### What to work on:
Transcribe the listing in full, word for word; pictures do not belong in the copy.

(Material provided)

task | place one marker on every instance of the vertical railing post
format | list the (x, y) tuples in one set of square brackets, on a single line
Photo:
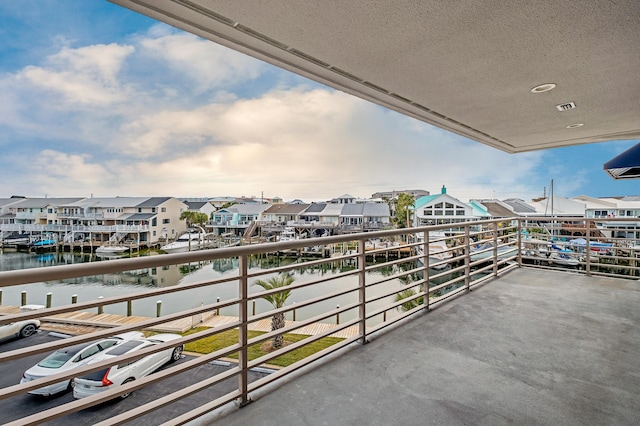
[(425, 270), (587, 247), (495, 248), (243, 312), (519, 242), (362, 294), (467, 257)]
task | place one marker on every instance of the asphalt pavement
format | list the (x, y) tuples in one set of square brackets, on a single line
[(24, 405)]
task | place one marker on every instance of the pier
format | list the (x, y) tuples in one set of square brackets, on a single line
[(82, 322)]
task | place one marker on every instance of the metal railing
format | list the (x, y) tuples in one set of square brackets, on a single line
[(378, 286)]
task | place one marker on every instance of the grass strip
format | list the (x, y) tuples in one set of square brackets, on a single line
[(230, 337)]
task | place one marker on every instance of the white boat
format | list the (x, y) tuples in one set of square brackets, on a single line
[(111, 250), (439, 252), (484, 251), (550, 252), (289, 234), (188, 241)]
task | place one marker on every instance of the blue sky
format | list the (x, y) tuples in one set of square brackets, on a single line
[(99, 100)]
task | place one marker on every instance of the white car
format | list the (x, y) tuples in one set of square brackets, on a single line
[(116, 375), (66, 359), (19, 329)]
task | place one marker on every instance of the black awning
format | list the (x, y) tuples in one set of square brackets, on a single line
[(625, 165)]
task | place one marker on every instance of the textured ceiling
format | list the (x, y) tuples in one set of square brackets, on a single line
[(465, 66)]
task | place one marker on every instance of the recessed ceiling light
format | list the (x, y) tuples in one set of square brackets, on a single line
[(543, 88)]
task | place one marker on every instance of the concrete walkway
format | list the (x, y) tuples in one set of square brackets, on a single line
[(84, 322), (534, 347)]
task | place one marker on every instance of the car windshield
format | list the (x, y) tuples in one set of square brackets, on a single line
[(96, 375), (61, 356)]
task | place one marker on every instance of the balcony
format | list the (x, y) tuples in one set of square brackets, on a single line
[(498, 341)]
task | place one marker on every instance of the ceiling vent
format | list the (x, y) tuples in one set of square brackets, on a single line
[(566, 107)]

(End Material provided)

### Answer section:
task | place one marker on every instance of the vertical railing post
format | list the (x, y) tuples in one set of square brackets, on a single line
Photo:
[(425, 270), (587, 247), (495, 248), (243, 312), (519, 242), (362, 294), (467, 257)]
task | place one marker on every instance of the asphalt pavement
format | list the (x, y) tuples in one set of square brackets, on a single line
[(24, 405)]
task | place one marker on every instance of the pier
format | list the (x, y) tuples in one set of square brackets, on a single line
[(82, 322)]
task | place one marker on every instance of the metal railing
format | list the (x, y) tuples in one set of square brackets, on a single line
[(378, 286)]
task | place one marker on every instance of the grass strip
format | list the (x, y) tuples in one set of square brackets, on a single line
[(230, 337)]
task | place one marker on every instance of the white boat
format | list the (x, y) tuples in one set of square brackets, on a single line
[(111, 250), (439, 252), (484, 251), (550, 252), (289, 234), (188, 241)]
task | place one marker on every instance of the blue sky
format | list the (x, y) tuples in one set of square brackets, on a single line
[(99, 100)]
task | place one marker on every instance of the white car
format | list the (x, y) tuples in one set of square brackets, on a single line
[(116, 375), (66, 359), (19, 329)]
task | place one marker on every instance of the black awning
format | list the (x, y) tuples in one set of square brackets, on a single line
[(625, 165)]
task | place one marker on every instance of the textured ceiling
format | list the (x, y) tuples in one set of square brackets, on a single line
[(465, 66)]
task | place one marker on every instance of the recessed ceiling light
format | list the (x, y) tuples in one set of square brackets, on a single line
[(543, 88)]
task | place one marker on every instance of the concrete walkway
format | list the (x, y) tuples in one set of square brackets, on a single line
[(84, 322), (534, 347)]
task | place one marker on every instance of the car windshield
format | list the (x, y) tuples in one set of square brackets, on a single line
[(96, 375), (61, 356)]
task | place one marker on every instance of the balcony
format | list the (x, y) tuples in one set of square brackets, on a single line
[(498, 341)]
task | place one marker on every instance of the ceiling vent
format | list the (x, y) tuples in one set of square brackets, on a single line
[(566, 107)]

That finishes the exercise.